__THE EXERCISE__
Reproduce the stretch from the line containing "Locate every instance of parked" through the end of the items, substituting "image" for each occurrence of "photograph" and leaving everything else unchanged.

__Region labeling items__
------------------------------
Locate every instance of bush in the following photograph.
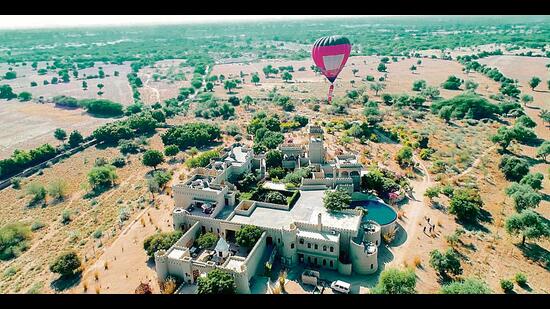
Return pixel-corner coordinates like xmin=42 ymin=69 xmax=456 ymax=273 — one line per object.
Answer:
xmin=441 ymin=278 xmax=492 ymax=294
xmin=0 ymin=223 xmax=31 ymax=260
xmin=88 ymin=165 xmax=117 ymax=190
xmin=235 ymin=225 xmax=262 ymax=250
xmin=50 ymin=251 xmax=82 ymax=277
xmin=197 ymin=233 xmax=218 ymax=249
xmin=26 ymin=182 xmax=47 ymax=204
xmin=514 ymin=273 xmax=527 ymax=286
xmin=143 ymin=231 xmax=183 ymax=258
xmin=500 ymin=279 xmax=514 ymax=293
xmin=449 ymin=189 xmax=483 ymax=222
xmin=161 ymin=123 xmax=221 ymax=149
xmin=79 ymin=99 xmax=124 ymax=117
xmin=498 ymin=155 xmax=529 ymax=181
xmin=441 ymin=75 xmax=462 ymax=90
xmin=197 ymin=269 xmax=237 ymax=294
xmin=372 ymin=268 xmax=416 ymax=294
xmin=323 ymin=189 xmax=351 ymax=211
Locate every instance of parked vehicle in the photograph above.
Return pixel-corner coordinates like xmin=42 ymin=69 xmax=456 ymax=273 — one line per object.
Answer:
xmin=330 ymin=280 xmax=351 ymax=294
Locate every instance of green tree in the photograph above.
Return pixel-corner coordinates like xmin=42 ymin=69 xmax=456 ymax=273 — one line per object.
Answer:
xmin=205 ymin=82 xmax=214 ymax=91
xmin=323 ymin=189 xmax=351 ymax=211
xmin=164 ymin=145 xmax=180 ymax=157
xmin=69 ymin=130 xmax=84 ymax=147
xmin=197 ymin=233 xmax=218 ymax=249
xmin=223 ymin=80 xmax=237 ymax=93
xmin=141 ymin=149 xmax=164 ymax=171
xmin=143 ymin=231 xmax=183 ymax=258
xmin=265 ymin=150 xmax=283 ymax=168
xmin=430 ymin=249 xmax=462 ymax=277
xmin=441 ymin=278 xmax=492 ymax=294
xmin=521 ymin=94 xmax=533 ymax=106
xmin=0 ymin=223 xmax=32 ymax=261
xmin=395 ymin=146 xmax=413 ymax=166
xmin=26 ymin=182 xmax=47 ymax=204
xmin=498 ymin=155 xmax=529 ymax=181
xmin=505 ymin=183 xmax=542 ymax=212
xmin=197 ymin=269 xmax=237 ymax=294
xmin=235 ymin=225 xmax=262 ymax=250
xmin=529 ymin=76 xmax=541 ymax=90
xmin=370 ymin=82 xmax=386 ymax=96
xmin=281 ymin=71 xmax=292 ymax=82
xmin=441 ymin=75 xmax=462 ymax=90
xmin=50 ymin=251 xmax=82 ymax=277
xmin=17 ymin=91 xmax=32 ymax=102
xmin=449 ymin=189 xmax=483 ymax=222
xmin=53 ymin=128 xmax=67 ymax=141
xmin=88 ymin=165 xmax=117 ymax=190
xmin=505 ymin=209 xmax=550 ymax=245
xmin=519 ymin=173 xmax=544 ymax=190
xmin=537 ymin=141 xmax=550 ymax=161
xmin=372 ymin=268 xmax=416 ymax=294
------------------------------
__EXPECTED ANSWER__
Locate every instance of parked vehicle in the image above.
Return pixel-corner coordinates like xmin=42 ymin=69 xmax=456 ymax=273 — one line per object.
Answer:
xmin=330 ymin=280 xmax=351 ymax=294
Locate every instance of green tree in the image above.
Return pixel-corner coordinates like xmin=42 ymin=69 xmax=456 ymax=273 — one line per object.
Answer:
xmin=205 ymin=82 xmax=214 ymax=91
xmin=323 ymin=189 xmax=351 ymax=211
xmin=164 ymin=145 xmax=180 ymax=157
xmin=69 ymin=130 xmax=84 ymax=147
xmin=197 ymin=233 xmax=218 ymax=249
xmin=223 ymin=80 xmax=237 ymax=93
xmin=141 ymin=149 xmax=164 ymax=171
xmin=143 ymin=231 xmax=183 ymax=258
xmin=265 ymin=150 xmax=283 ymax=168
xmin=430 ymin=249 xmax=462 ymax=277
xmin=441 ymin=278 xmax=492 ymax=294
xmin=521 ymin=94 xmax=533 ymax=106
xmin=0 ymin=223 xmax=32 ymax=261
xmin=395 ymin=146 xmax=413 ymax=166
xmin=26 ymin=182 xmax=47 ymax=204
xmin=498 ymin=155 xmax=529 ymax=181
xmin=505 ymin=183 xmax=542 ymax=212
xmin=197 ymin=269 xmax=237 ymax=294
xmin=235 ymin=225 xmax=262 ymax=250
xmin=529 ymin=76 xmax=541 ymax=90
xmin=370 ymin=82 xmax=386 ymax=96
xmin=281 ymin=71 xmax=292 ymax=82
xmin=441 ymin=75 xmax=462 ymax=90
xmin=50 ymin=251 xmax=82 ymax=277
xmin=17 ymin=91 xmax=32 ymax=102
xmin=449 ymin=189 xmax=483 ymax=222
xmin=53 ymin=128 xmax=67 ymax=141
xmin=88 ymin=165 xmax=117 ymax=190
xmin=505 ymin=209 xmax=550 ymax=245
xmin=519 ymin=173 xmax=544 ymax=190
xmin=537 ymin=141 xmax=550 ymax=161
xmin=372 ymin=268 xmax=416 ymax=294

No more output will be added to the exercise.